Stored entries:

━━━━━━

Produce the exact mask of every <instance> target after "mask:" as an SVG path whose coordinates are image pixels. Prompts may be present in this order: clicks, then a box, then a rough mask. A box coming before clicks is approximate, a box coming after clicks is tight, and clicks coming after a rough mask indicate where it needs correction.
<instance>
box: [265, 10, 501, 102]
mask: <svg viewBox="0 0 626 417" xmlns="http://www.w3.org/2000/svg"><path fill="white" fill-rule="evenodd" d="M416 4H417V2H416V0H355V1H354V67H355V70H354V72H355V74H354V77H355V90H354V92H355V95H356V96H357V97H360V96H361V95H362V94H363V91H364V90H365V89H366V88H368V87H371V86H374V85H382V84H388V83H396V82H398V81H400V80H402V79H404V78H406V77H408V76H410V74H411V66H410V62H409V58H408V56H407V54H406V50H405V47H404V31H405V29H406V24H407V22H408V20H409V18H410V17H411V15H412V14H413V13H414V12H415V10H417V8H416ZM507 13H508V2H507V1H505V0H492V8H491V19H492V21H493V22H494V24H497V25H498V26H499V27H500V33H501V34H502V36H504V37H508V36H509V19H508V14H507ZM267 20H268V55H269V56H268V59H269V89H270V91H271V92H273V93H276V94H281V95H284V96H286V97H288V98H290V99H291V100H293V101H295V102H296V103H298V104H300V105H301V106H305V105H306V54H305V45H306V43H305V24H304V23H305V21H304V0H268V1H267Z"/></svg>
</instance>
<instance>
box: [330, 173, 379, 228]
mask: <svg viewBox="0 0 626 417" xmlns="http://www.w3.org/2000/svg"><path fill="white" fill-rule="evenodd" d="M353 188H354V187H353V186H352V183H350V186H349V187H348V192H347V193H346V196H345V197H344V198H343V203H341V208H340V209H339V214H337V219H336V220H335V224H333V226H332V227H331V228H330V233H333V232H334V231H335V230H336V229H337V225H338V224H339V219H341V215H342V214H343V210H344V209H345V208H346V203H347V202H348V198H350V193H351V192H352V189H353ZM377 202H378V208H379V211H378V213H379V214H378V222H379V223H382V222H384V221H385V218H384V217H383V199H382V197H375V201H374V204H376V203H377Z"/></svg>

━━━━━━

> Exercise
Rewrite the stored entries as a Markdown table with the columns Row and Line, numbering each line and leaving out blank lines.

> Task response
| Row | Line |
|---|---|
| 1 | Produce the exact mask of every <instance> target after "mask:" as an SVG path whose coordinates are image pixels. Prompts may be present in this order: clicks, then a box, then a rough mask. A box coming before clicks is approximate, a box coming after clicks is tight, and clicks coming after a rough mask indicate where it needs correction. |
| 2 | <instance> |
| 3 | box: [265, 10, 501, 102] |
| 4 | mask: <svg viewBox="0 0 626 417" xmlns="http://www.w3.org/2000/svg"><path fill="white" fill-rule="evenodd" d="M416 4H417V2H416V0H355V1H354V67H355V70H354V72H355V74H354V77H355V90H354V92H355V95H356V96H357V97H360V96H361V95H362V94H363V91H364V90H365V89H366V88H368V87H371V86H374V85H382V84H388V83H396V82H398V81H400V80H402V79H404V78H406V77H408V76H410V74H411V66H410V62H409V58H408V56H407V54H406V50H405V47H404V31H405V29H406V24H407V22H408V20H409V18H410V17H411V15H412V14H413V13H414V12H415V10H417V8H416ZM507 13H508V2H507V1H505V0H492V8H491V19H492V21H493V22H494V24H497V25H498V26H499V27H500V33H501V34H502V36H504V37H508V36H509V19H508V14H507ZM267 20H268V55H269V56H268V59H269V89H270V91H271V92H273V93H276V94H281V95H284V96H286V97H288V98H290V99H291V100H293V101H295V102H296V103H298V104H300V105H301V106H305V105H306V54H305V45H306V43H305V24H304V23H305V21H304V0H268V1H267Z"/></svg> |
| 5 | </instance> |
| 6 | <instance> |
| 7 | box: [330, 173, 379, 228] |
| 8 | mask: <svg viewBox="0 0 626 417" xmlns="http://www.w3.org/2000/svg"><path fill="white" fill-rule="evenodd" d="M353 188H354V187H353V186H352V183H350V186H349V187H348V192H347V193H346V196H345V197H344V198H343V203H341V208H340V209H339V214H337V219H336V220H335V224H333V226H332V227H331V228H330V233H333V232H334V231H335V230H336V229H337V225H338V224H339V219H341V215H342V214H343V210H344V209H345V208H346V203H347V202H348V198H350V193H351V192H352V189H353ZM377 202H378V208H379V211H378V213H379V214H378V222H379V223H382V222H384V221H385V218H384V217H383V199H382V197H375V201H374V204H376V203H377Z"/></svg> |